[Items from a data source]

---+---

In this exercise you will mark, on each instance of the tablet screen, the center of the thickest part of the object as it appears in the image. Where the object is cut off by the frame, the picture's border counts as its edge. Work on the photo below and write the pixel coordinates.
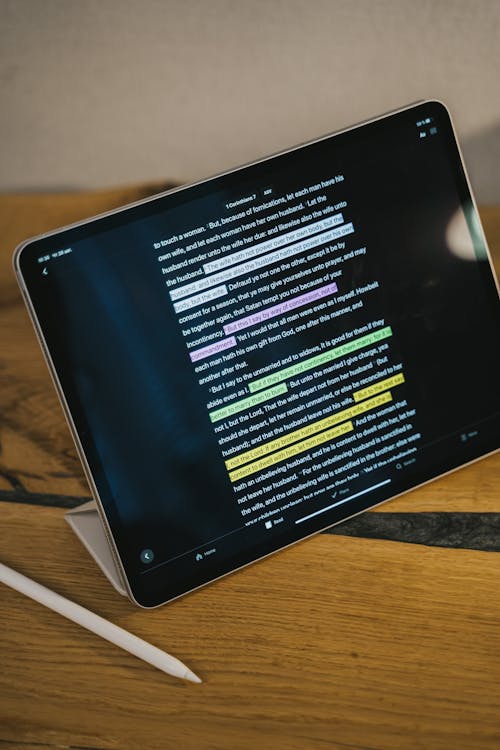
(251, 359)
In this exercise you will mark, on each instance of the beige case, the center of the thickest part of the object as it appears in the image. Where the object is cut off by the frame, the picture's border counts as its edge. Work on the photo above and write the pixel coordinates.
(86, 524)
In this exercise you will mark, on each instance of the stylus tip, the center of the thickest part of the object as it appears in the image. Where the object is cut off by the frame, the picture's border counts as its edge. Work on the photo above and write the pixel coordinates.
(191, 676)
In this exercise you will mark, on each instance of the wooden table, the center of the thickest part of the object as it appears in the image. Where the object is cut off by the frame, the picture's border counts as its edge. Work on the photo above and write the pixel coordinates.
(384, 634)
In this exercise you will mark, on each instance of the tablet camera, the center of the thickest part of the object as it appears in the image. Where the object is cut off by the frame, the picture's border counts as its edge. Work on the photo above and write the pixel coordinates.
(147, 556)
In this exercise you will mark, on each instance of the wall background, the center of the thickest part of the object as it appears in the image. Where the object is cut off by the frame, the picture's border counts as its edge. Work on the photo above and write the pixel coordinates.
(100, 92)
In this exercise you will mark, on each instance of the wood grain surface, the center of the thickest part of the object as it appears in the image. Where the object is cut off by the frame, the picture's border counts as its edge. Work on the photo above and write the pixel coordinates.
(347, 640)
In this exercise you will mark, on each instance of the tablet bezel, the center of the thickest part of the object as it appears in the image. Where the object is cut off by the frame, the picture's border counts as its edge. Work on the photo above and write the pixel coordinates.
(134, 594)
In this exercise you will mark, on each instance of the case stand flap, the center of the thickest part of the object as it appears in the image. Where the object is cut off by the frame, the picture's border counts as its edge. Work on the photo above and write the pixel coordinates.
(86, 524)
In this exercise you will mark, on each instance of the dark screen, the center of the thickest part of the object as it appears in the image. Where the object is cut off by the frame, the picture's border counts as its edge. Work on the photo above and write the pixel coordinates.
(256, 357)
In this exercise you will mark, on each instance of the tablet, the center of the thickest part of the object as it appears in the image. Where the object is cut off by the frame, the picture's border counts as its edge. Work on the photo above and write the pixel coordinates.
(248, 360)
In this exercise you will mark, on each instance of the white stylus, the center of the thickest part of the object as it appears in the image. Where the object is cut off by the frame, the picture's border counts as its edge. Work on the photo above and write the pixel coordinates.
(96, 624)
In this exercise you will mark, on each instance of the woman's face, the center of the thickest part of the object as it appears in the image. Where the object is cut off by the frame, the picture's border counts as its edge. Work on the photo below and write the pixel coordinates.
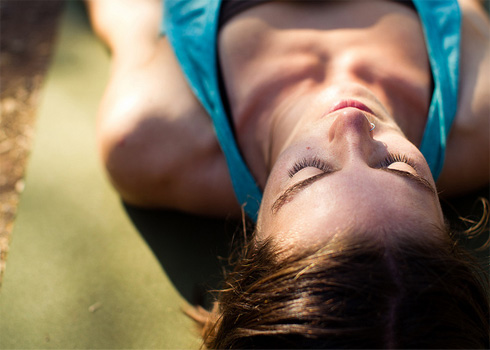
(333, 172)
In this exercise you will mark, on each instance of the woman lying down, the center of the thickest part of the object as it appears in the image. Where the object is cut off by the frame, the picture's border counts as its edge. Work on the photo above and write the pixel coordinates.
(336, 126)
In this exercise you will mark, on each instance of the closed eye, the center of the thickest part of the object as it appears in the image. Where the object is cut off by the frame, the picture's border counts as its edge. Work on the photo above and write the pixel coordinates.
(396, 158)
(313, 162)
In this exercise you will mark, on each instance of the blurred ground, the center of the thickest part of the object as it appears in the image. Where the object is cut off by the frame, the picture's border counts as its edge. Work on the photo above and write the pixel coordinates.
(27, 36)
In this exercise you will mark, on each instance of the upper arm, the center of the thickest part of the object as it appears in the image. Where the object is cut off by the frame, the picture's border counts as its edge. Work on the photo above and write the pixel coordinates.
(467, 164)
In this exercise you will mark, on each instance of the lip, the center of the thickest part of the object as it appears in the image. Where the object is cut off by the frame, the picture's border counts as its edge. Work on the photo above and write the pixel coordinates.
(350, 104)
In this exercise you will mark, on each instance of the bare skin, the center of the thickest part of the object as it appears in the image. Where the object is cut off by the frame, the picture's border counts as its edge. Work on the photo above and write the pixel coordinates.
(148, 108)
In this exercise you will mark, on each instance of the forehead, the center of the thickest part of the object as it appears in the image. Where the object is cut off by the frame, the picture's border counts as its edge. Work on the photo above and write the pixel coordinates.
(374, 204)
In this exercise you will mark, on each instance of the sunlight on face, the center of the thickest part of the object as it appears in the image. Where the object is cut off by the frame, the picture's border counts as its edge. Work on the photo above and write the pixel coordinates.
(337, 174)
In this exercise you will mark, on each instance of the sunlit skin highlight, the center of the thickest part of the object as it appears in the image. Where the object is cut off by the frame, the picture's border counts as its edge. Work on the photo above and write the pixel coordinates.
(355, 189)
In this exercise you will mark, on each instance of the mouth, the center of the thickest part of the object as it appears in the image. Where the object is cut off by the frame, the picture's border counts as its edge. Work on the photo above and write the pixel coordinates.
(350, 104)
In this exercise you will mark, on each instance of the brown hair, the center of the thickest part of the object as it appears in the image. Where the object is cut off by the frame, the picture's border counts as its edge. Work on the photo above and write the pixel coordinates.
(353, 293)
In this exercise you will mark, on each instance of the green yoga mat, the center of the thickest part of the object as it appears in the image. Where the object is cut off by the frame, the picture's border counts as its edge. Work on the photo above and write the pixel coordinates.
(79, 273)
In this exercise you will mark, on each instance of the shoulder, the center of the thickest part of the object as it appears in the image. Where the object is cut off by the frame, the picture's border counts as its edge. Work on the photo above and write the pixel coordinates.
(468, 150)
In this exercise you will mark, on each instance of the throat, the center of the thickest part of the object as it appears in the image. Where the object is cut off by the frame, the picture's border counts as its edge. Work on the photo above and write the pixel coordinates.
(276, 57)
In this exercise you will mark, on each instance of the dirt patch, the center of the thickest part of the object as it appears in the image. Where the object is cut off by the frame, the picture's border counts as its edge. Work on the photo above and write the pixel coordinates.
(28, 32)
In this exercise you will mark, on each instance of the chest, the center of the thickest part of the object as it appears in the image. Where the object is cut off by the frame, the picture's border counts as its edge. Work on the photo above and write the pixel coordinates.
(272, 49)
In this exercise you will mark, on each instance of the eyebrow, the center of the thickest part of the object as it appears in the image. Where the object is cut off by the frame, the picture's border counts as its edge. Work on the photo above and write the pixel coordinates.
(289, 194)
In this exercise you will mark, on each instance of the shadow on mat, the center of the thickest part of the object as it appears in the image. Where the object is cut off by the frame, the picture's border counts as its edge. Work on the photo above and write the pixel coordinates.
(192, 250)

---+---

__WHAT YOU WILL DO__. Every record above should be set down exactly, with the pictures left out.

__SOLUTION TO THIS EXERCISE__.
In this exercise you will mark, on each instance of the tablet screen, the center of the thickest part of the object as it appears in the image. Where the object is cut off by the frame, the picture's border counts as its edge. Work on the photo below and write the pixel coordinates.
(251, 359)
In this exercise you will mark, on each instance of the beige case, the center of the thickest part of the object as it appears in the image. Where the object is cut off by the frame, the picture's border counts as its edge. Work on the photo above and write the pixel coordinates.
(86, 524)
In this exercise you will mark, on each instance of the stylus tip, the center of the thickest part of the object as it appears in the image. Where the object is cut off by the frame, the picture's border counts as its edge. Work on the photo above and write the pixel coordinates.
(191, 676)
In this exercise you will mark, on each instance of the wooden table, the center of the thickest part of the object as it appears in the image. Where the object is cut off by the frame, the picture's border counts as its edge. Work on the photo above and write the pixel coordinates.
(384, 634)
In this exercise you will mark, on each instance of the tablet camera, the center of the thickest part of the object as it appears in the image. Where the object is cut off by the frame, the picture's border counts as its edge. Work on the photo above and write the pixel coordinates.
(147, 556)
In this exercise you will mark, on each instance of the wall background, the center of the thickest part of the object as it appears in the image. Where the object is cut off by the frame, the picture's border counts as its edge. Work on the photo above and write the pixel coordinates.
(100, 92)
In this exercise you will mark, on each instance of the wood grain surface, the center of the thickest part of the object as it appears in the image. Where the object is cut off by the frame, the picture's border counts as its edge. Work on the photo above and write the pixel coordinates.
(347, 640)
In this exercise you will mark, on each instance of the tablet bezel, the center of the thickest part of the object as it appears in the image. Where the object is cut off by the frame, the picture's border counts as its edge. Work on the photo above and write the pixel coordinates.
(134, 594)
In this exercise you will mark, on each instance of the case stand flap, the center of the thickest part of the object as it appears in the image. Where the object is cut off by the frame, the picture's border counts as its edge. Work on the photo above and write the pixel coordinates.
(86, 524)
In this exercise you will mark, on each instance of the dark screen, the center of the thickest part of the object as it appears in the image. Where the object is cut off by the frame, the picture's border counts as its edge. Work on the photo above and write the pixel coordinates.
(256, 357)
In this exercise you will mark, on each instance of the tablet, the center of the thickest part of the object as it appears in the image. Where the object is cut off by the frame, the picture's border counts as its edge. Work on the photo above and write the pixel coordinates.
(248, 360)
In this exercise you will mark, on each instance of the white stylus, the center of the thickest part of the object as it appears in the image. Where the object is cut off by the frame, the picture's border counts as its edge. Work on the photo above and write the pixel coordinates.
(96, 624)
In this exercise you will mark, on each instance of the woman's face, the center of the thickest part of the object as it appears in the image. Where the object is cut off by the frame, the picture's border counts as its edge. Work on the photo below and write the pixel coordinates.
(333, 172)
In this exercise you will mark, on each instance of the woman lying down, the center of the thickest part of the object as it appears in the image. Where the object is cut off by the frame, the picture's border counts as its edge. Work on the photo above and write the pixel coordinates.
(336, 126)
In this exercise you will mark, on each instance of the closed eye, the center of the thickest part of the object as it appears in the image. Where the object is cut off by the frame, the picture's border counts as its edge. Work on the photo above and write the pixel coordinates.
(396, 158)
(313, 162)
In this exercise you will mark, on each instance of the blurred ground, the center of the thickest part of the object as it appears in the image. Where the object is cut off by the frame, the picture's border counts as its edge. Work on the photo above and write the pixel coordinates.
(27, 36)
In this exercise you will mark, on each instance of the upper arm, the center of the thickest part of the object as it appears in the image. Where the object is cut off by the frame, the picture's border counts as its edge. Work on the photo above and write the pixel coordinates.
(467, 164)
In this exercise you will mark, on each instance of the lip, the center of the thickest part of the object as it appears in the image. Where the object is cut off by the frame, the picture's border counts as its edge. Work on the photo above and write the pixel coordinates.
(350, 104)
In this exercise you will mark, on each instance of the bare skin, the center of the thickest part of the object as it appears in the image. Where the object is cut off by the frame, the picture's border counts as its edge. Work on the photo above and write the pixel coordinates.
(148, 108)
In this exercise you will mark, on each instance of the forehead, the center of the thickest part of the object as it appears in the image. Where the object is cut off by the frame, the picture's border counts as its edge. Work on the photo above and write the pixel coordinates.
(374, 204)
In this exercise you will mark, on each instance of the sunlight on face, the center of the thickest part of the object as it appears in the image. Where the object is cut off by the frame, the picture's border counts as its edge. Work on the photo above and write the pixel coordinates.
(337, 174)
In this exercise you will mark, on each instance of the sunlit skin highlight, the center of the thickest part of the object as it appears in the image. Where the object is cut off by the frame, the picture's border counts as its edge. Work on the photo above and write the pixel coordinates.
(355, 189)
In this exercise you will mark, on each instance of the mouth, the center of the thickest part of the object as it appears in the image. Where the object is cut off by the frame, the picture's border counts as its edge. Work on the photo above and write the pixel coordinates.
(350, 104)
In this exercise you will mark, on each instance of the brown hair, the center of the thickest part of the object as it appears in the image. Where the object is cut off by the frame, the picture's border counts as its edge. Work on the photo above and write the pixel coordinates.
(353, 293)
In this exercise you will mark, on each instance of the green yoga mat, the center of the thickest part of the object as it appears in the image. Where the object is cut off by the frame, the picture's border counts as its edge. Work on the photo above and write the pixel coordinates.
(79, 273)
In this exercise you will mark, on each instance of the shoulder, the center of the thickest part of the object as it appears in the image. Where the object is cut off by the frame, the picture's border counts as its edge. Work on the photo above and write the pixel coordinates.
(468, 150)
In this exercise you will mark, on each instance of the throat, the center of the thickest part of the object as it appears in the image. Where the object is cut off by the frame, the picture's border counts as its edge. Work on the photo above and write the pixel coordinates.
(276, 57)
In this exercise you will mark, on each instance of the dirt patch, the center of the thickest part of the object as it appears in the image. Where the object is cut off by the frame, the picture's border counts as its edge. Work on the photo above and write the pixel coordinates.
(28, 32)
In this exercise you will mark, on each instance of the chest, the center of the thickest part of the object as it appears in the image. Where the object is cut off by the frame, the picture's border counts as its edge. Work on the photo above and write the pixel coordinates.
(272, 49)
In this exercise you will mark, on each instance of the eyebrow, the center of the thickest part of the object as it appears in the image. Where the object is cut off by the frame, the picture's border counts as its edge. Work on the photo above and write the pixel coordinates.
(289, 194)
In this exercise you will mark, on each instance of the shadow on mat, the center of the thickest part of the object as it appears in the image. Where the object is cut off by the frame, the picture's border counts as its edge. Work on the photo above and write the pixel coordinates.
(192, 250)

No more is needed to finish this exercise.